— start —

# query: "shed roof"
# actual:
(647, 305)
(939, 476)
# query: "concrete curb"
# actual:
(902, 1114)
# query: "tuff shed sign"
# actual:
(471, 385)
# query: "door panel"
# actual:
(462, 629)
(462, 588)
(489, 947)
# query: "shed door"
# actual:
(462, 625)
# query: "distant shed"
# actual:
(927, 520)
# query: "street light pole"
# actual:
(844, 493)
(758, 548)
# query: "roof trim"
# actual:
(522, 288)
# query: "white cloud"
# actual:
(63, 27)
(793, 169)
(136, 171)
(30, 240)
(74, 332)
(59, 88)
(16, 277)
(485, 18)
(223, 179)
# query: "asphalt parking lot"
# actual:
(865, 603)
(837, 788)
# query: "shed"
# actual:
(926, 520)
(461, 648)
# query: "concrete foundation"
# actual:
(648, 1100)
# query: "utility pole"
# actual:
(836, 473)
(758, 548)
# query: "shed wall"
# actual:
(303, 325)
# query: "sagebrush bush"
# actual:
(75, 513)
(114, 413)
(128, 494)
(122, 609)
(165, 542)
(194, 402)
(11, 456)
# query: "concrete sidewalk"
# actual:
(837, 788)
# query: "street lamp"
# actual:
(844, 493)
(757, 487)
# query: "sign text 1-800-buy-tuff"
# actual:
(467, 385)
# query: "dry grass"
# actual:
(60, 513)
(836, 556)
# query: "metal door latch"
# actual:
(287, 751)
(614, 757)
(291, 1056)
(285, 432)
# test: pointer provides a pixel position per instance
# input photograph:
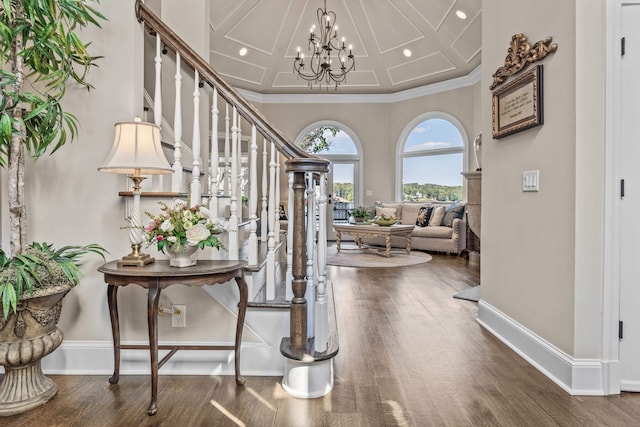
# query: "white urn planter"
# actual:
(25, 338)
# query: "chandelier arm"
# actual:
(324, 49)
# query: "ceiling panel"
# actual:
(235, 68)
(355, 79)
(249, 30)
(420, 68)
(432, 11)
(391, 29)
(442, 45)
(468, 45)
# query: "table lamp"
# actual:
(136, 151)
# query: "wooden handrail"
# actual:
(153, 25)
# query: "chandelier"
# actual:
(329, 62)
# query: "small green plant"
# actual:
(37, 267)
(359, 212)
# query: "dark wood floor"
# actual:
(410, 354)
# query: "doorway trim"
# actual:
(612, 214)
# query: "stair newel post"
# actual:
(264, 218)
(227, 154)
(157, 101)
(195, 144)
(308, 373)
(321, 312)
(298, 322)
(213, 168)
(289, 275)
(310, 240)
(271, 251)
(233, 218)
(276, 225)
(253, 199)
(176, 179)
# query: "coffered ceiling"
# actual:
(442, 45)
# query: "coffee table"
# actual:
(359, 232)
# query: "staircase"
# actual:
(237, 175)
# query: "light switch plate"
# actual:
(530, 180)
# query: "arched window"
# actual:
(431, 155)
(341, 146)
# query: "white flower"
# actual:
(197, 233)
(166, 226)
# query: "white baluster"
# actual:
(213, 169)
(310, 293)
(271, 252)
(264, 226)
(157, 99)
(238, 159)
(233, 219)
(277, 224)
(176, 180)
(157, 102)
(227, 155)
(289, 276)
(253, 199)
(322, 315)
(195, 144)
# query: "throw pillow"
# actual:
(436, 216)
(423, 216)
(386, 211)
(455, 211)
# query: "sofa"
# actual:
(439, 227)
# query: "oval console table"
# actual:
(155, 277)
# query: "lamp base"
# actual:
(135, 258)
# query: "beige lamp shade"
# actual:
(136, 148)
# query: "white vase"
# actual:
(182, 256)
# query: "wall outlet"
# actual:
(179, 316)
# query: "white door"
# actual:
(630, 204)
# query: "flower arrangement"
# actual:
(180, 225)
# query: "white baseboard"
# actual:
(575, 376)
(96, 358)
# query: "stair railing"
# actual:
(303, 167)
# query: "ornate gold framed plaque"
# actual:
(518, 104)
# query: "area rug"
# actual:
(471, 294)
(351, 256)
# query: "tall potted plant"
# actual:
(40, 44)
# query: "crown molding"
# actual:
(388, 98)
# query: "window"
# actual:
(431, 158)
(339, 145)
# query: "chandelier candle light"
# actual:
(136, 151)
(319, 66)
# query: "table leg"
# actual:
(152, 321)
(387, 241)
(242, 309)
(112, 301)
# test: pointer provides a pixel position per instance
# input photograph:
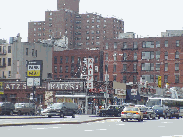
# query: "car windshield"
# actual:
(56, 105)
(130, 109)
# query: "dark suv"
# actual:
(62, 109)
(6, 108)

— end —

■ Your task: Repeat the records word for word. Any picture in them should be left out.

■ The response:
# query: "shed roof"
# actual:
(647, 305)
(939, 476)
# query: "concrete curb"
# actual:
(902, 1114)
# query: "tuff shed sign"
# actual:
(471, 385)
# query: "door panel"
# actual:
(462, 629)
(462, 588)
(489, 947)
# query: "shed door"
# actual:
(462, 625)
# query: "distant shed"
# actual:
(927, 520)
# query: "street light pole"
# actual:
(844, 493)
(758, 548)
# query: "roof trim"
# actual:
(522, 288)
# query: "white cloud"
# actual:
(63, 27)
(793, 169)
(136, 171)
(30, 240)
(74, 332)
(59, 88)
(16, 277)
(485, 18)
(223, 179)
# query: "asphalt parking lot"
# actual:
(865, 603)
(837, 788)
# query: "shed"
# actual:
(926, 520)
(461, 648)
# query: "concrete foundation"
# actual:
(648, 1100)
# query: "utility pole"
# actual:
(836, 473)
(758, 548)
# query: "shed wall"
# actual:
(303, 325)
# query: "sagebrush bush"
# actual:
(75, 513)
(114, 413)
(128, 494)
(122, 609)
(165, 542)
(194, 402)
(11, 456)
# query: "concrete sidewalk"
# actual:
(837, 788)
# query: "street lamp"
# actual:
(844, 493)
(757, 487)
# query: "sign text 1-800-buy-tuff"
# actual:
(467, 385)
# query: "dry grass"
# actual:
(60, 513)
(836, 556)
# query: "metal door latch"
# actual:
(287, 751)
(614, 757)
(291, 1056)
(285, 432)
# test: pointer provides a pixel position per instance
# input photograph:
# query: "white urn planter"
# actual:
(25, 338)
# query: "chandelier arm"
# actual:
(324, 49)
# query: "ceiling panel"
# actual:
(235, 68)
(355, 79)
(249, 30)
(420, 68)
(432, 11)
(391, 29)
(442, 45)
(468, 45)
# query: "table lamp"
# actual:
(136, 151)
# query: "wooden handrail"
# actual:
(153, 25)
# query: "chandelier"
# actual:
(329, 62)
# query: "small green plant"
# actual:
(37, 267)
(359, 212)
# query: "dark wood floor"
# actual:
(410, 354)
# query: "doorway trim"
# actual:
(612, 214)
# query: "stair newel post"
# actual:
(264, 218)
(227, 154)
(157, 101)
(195, 144)
(308, 373)
(321, 312)
(298, 322)
(213, 168)
(289, 275)
(310, 240)
(271, 251)
(233, 218)
(276, 225)
(253, 199)
(176, 179)
# query: "coffered ceiling"
# actual:
(442, 45)
# query: "coffee table"
# actual:
(359, 232)
# query: "staircase"
# actual:
(237, 175)
# query: "light switch plate"
# actual:
(530, 180)
# query: "arched window"
# actual:
(431, 155)
(341, 146)
# query: "white flower"
# actual:
(197, 233)
(166, 226)
# query: "white baluster"
# actual:
(213, 169)
(310, 293)
(271, 252)
(264, 226)
(157, 99)
(238, 159)
(233, 219)
(277, 224)
(176, 180)
(157, 102)
(227, 155)
(289, 276)
(253, 199)
(322, 315)
(195, 144)
# query: "throw pillow"
# actual:
(436, 216)
(423, 216)
(386, 211)
(455, 211)
# query: "sofa"
# actual:
(439, 227)
# query: "oval console table"
# actual:
(155, 277)
# query: "lamp base"
# actual:
(135, 258)
# query: "beige lamp shade"
# actual:
(136, 148)
# query: "white vase"
# actual:
(182, 256)
# query: "wall outlet"
# actual:
(179, 316)
# query: "white door"
# actual:
(630, 204)
# query: "flower arrangement"
# actual:
(180, 225)
# query: "white baseboard"
# actual:
(575, 376)
(96, 358)
# query: "stair railing"
# actual:
(303, 167)
# query: "ornate gold framed plaque"
# actual:
(518, 104)
# query: "area rug"
# actual:
(471, 294)
(351, 256)
# query: "tall potted plant"
# actual:
(40, 44)
# query: "crown molding"
# actual:
(388, 98)
# query: "window"
# actual:
(431, 158)
(339, 145)
# query: "chandelier candle light"
# actual:
(136, 151)
(319, 66)
# query: "table leg"
# actual:
(152, 321)
(387, 241)
(242, 309)
(112, 301)
# test: pointer provides a pixel position per instance
# input photograph:
# query: "car windshield"
# actual:
(56, 105)
(130, 109)
# query: "dark suv"
# actual:
(62, 109)
(6, 108)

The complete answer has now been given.